Moving forward, the company wants to license its technology to other project developers. “That really is our business model, taking it forward.” Leong said. “It’s certainly not Chemtex’s model to be an owner and operator.”

In all, USDA announced $9.6 million to create two new BCAP project areas in North Carolina and New York, as well as expanding an already established BCAP project area in Arkansas. In New York the funding will be used for growing a fast-growing shrub willow for electric generation. In Arkansas it will increase enrollment in a program to grow miscanthus for fuel pellets used for in-farm heating, export and biobased packaging.

▶ **Records supplied**:
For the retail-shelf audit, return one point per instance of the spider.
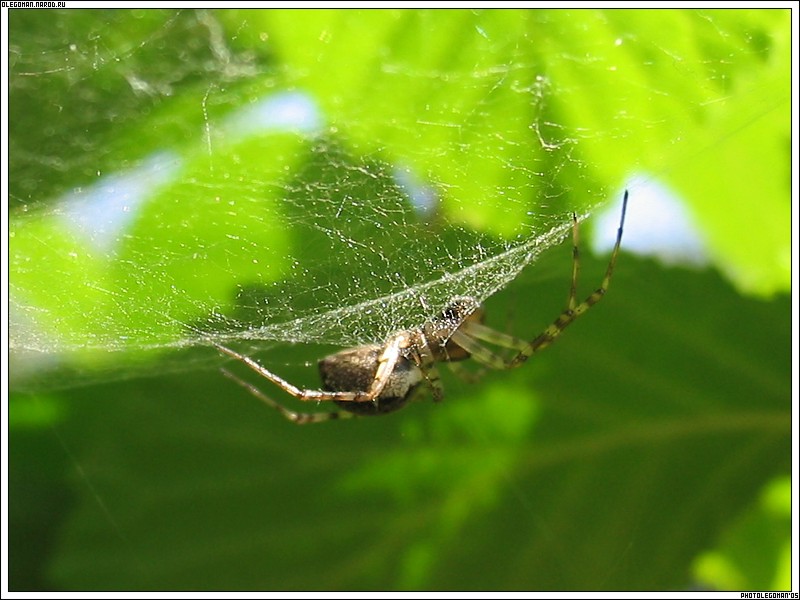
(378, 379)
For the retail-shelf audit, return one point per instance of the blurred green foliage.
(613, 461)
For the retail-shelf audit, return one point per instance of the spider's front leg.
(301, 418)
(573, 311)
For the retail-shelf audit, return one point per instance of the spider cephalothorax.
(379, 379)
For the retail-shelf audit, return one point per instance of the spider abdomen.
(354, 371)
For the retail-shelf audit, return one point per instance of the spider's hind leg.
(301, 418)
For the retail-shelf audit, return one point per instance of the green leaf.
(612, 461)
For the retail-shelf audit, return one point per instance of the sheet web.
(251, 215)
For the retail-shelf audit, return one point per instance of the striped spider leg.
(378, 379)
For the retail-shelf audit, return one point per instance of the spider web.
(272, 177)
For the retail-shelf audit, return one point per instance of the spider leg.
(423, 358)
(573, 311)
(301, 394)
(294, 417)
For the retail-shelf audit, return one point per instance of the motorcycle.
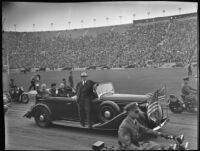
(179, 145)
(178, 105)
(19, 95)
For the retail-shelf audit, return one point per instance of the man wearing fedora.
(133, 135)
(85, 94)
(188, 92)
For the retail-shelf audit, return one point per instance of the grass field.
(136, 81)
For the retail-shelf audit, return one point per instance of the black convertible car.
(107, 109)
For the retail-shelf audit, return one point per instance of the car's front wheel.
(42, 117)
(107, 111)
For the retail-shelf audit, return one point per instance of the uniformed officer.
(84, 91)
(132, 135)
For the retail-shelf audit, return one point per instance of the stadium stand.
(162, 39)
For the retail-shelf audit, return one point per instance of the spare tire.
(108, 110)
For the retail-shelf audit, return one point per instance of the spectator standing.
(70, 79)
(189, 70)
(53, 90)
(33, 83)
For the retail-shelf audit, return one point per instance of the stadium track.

==

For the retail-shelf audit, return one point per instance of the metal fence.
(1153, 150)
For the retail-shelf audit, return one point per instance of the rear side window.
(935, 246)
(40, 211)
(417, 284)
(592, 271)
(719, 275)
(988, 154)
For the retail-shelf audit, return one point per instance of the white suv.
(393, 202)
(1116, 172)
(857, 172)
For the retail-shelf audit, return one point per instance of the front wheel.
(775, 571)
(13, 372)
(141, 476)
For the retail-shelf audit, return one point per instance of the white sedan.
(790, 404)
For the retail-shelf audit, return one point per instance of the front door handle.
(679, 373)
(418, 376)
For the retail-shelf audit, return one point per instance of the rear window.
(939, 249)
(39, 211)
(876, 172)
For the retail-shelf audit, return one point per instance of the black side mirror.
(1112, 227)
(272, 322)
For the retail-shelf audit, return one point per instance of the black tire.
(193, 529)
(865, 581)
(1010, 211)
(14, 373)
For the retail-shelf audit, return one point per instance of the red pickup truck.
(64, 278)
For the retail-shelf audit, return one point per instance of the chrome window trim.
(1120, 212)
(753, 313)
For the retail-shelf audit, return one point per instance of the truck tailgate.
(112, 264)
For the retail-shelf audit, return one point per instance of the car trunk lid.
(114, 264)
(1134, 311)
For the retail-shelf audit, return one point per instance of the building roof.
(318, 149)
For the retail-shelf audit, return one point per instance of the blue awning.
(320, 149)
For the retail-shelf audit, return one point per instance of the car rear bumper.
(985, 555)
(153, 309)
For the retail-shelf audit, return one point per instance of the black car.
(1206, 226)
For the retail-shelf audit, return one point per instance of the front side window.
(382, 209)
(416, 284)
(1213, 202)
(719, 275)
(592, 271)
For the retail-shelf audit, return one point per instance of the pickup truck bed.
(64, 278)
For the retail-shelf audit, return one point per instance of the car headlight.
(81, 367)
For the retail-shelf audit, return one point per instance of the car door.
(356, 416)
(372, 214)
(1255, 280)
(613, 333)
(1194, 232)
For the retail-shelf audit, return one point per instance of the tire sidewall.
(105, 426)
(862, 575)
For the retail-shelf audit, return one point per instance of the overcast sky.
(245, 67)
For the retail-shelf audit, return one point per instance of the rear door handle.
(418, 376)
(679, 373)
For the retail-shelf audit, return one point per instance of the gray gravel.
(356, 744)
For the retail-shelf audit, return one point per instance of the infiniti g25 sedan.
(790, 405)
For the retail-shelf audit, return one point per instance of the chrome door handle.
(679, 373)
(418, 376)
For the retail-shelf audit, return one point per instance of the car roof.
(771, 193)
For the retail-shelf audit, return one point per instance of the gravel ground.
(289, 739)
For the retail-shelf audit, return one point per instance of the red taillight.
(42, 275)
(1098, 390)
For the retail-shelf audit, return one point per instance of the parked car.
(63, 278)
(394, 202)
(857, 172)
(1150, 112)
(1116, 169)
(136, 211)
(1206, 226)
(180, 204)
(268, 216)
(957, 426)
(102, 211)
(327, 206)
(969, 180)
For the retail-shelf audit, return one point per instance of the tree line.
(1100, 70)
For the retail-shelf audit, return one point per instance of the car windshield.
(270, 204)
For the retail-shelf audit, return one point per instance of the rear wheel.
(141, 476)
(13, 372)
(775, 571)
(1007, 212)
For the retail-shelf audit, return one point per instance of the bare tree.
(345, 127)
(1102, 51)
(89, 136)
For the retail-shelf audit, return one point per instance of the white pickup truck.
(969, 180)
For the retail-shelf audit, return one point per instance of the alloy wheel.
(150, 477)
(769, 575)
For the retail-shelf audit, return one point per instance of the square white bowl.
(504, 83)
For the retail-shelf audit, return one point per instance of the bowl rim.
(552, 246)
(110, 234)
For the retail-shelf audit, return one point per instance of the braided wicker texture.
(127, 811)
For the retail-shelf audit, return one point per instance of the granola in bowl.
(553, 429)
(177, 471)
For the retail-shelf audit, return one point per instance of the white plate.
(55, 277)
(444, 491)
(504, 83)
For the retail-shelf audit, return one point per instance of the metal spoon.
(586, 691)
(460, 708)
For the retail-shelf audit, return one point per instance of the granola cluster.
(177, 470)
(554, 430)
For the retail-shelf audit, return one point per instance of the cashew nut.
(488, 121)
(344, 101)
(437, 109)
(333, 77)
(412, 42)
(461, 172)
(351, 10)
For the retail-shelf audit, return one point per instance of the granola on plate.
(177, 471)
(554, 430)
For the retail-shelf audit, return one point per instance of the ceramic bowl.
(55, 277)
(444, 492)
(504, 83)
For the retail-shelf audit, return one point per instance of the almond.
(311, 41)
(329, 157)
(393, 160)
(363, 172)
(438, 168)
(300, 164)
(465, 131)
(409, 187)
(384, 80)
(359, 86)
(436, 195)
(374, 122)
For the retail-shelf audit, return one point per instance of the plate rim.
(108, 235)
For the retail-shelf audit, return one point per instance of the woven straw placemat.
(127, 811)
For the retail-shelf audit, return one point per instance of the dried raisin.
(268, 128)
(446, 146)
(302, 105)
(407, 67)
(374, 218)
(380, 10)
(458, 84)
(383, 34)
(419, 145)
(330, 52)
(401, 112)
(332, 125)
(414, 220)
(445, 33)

==

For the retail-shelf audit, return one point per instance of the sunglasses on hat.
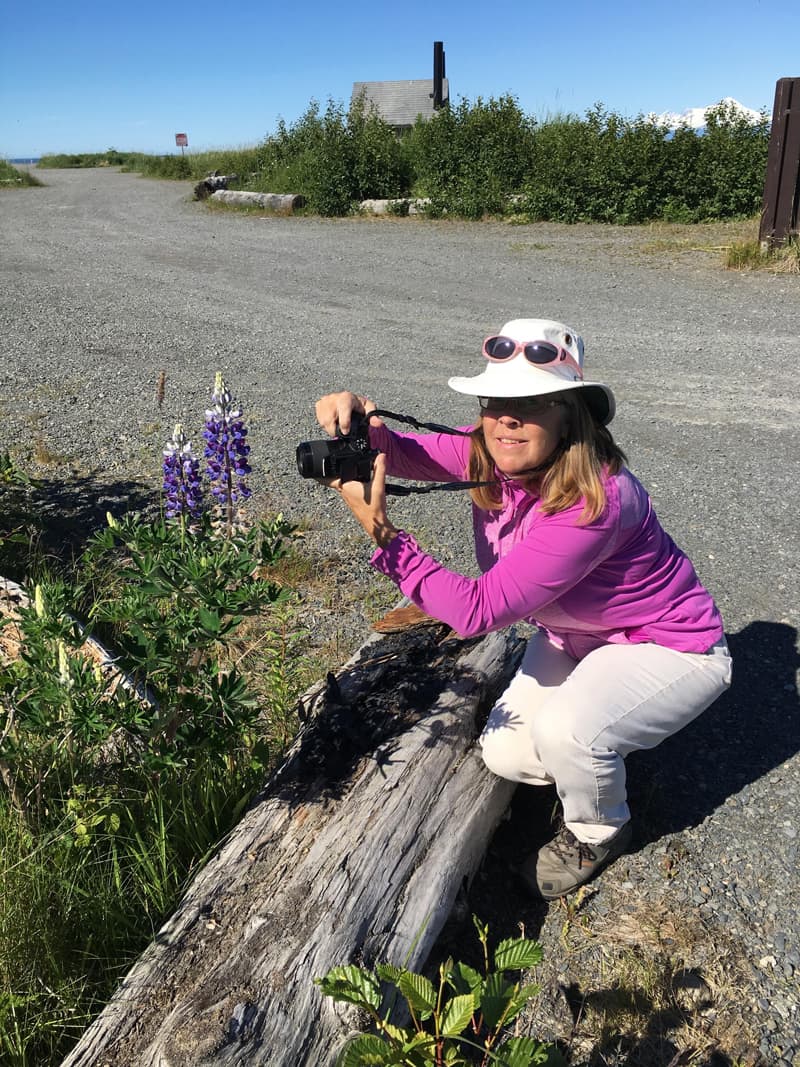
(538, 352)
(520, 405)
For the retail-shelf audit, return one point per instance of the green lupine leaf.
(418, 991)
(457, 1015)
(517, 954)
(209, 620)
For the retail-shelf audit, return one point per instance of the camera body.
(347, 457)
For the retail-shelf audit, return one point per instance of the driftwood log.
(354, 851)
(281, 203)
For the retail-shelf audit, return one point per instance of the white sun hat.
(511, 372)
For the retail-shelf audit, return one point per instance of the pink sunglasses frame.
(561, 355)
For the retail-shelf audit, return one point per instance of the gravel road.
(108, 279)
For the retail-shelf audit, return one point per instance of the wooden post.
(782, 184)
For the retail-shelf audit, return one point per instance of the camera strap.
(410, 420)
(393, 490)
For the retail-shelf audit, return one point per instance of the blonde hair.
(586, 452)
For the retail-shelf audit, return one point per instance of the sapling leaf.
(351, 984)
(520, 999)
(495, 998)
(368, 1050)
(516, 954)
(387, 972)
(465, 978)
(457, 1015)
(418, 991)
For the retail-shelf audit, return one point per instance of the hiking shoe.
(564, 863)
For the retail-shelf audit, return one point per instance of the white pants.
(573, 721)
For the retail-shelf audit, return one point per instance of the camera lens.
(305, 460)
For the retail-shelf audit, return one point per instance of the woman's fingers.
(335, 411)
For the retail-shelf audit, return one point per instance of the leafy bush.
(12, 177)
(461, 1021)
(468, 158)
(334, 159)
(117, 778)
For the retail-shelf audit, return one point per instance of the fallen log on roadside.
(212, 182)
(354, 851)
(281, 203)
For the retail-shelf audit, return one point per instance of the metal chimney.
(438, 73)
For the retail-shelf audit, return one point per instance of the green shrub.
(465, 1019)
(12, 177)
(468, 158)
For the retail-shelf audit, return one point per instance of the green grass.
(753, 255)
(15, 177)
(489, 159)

▶ **Challenges**:
(A) According to the passage on USDA biomass crop funding, what will the New York funding be used for?
(B) Extend the passage on USDA biomass crop funding, picking up right after its last sentence.

▶ **Answer list**:
(A) Growing a fast-growing shrub willow for electric generation.

(B)
BCAP is intended to expand the non-food, energy crops grown in the U.S. for a stronger energy future, Tom Vilsack, secretary of agriculture said in a USDA press release. “Because most energy crops are perennial and take time to mature before harvest, BCAP is designed so that sufficient quantities of feedstock will be available to meet future demand,” he said. “Most importantly: these crops can grow where other crops cannot, providing farmers with new opportunities to diversify into more markets.”

BCAP funding has been limited to $17 million, a 96 percent reduction from the amount available in the spring of 2011, the USDA noted in its press release. Nine BCAP project areas were selected in fiscal year 2011, resulting in the approval of more than 860 producer contracts on nearly 50,000 acres in 10 states.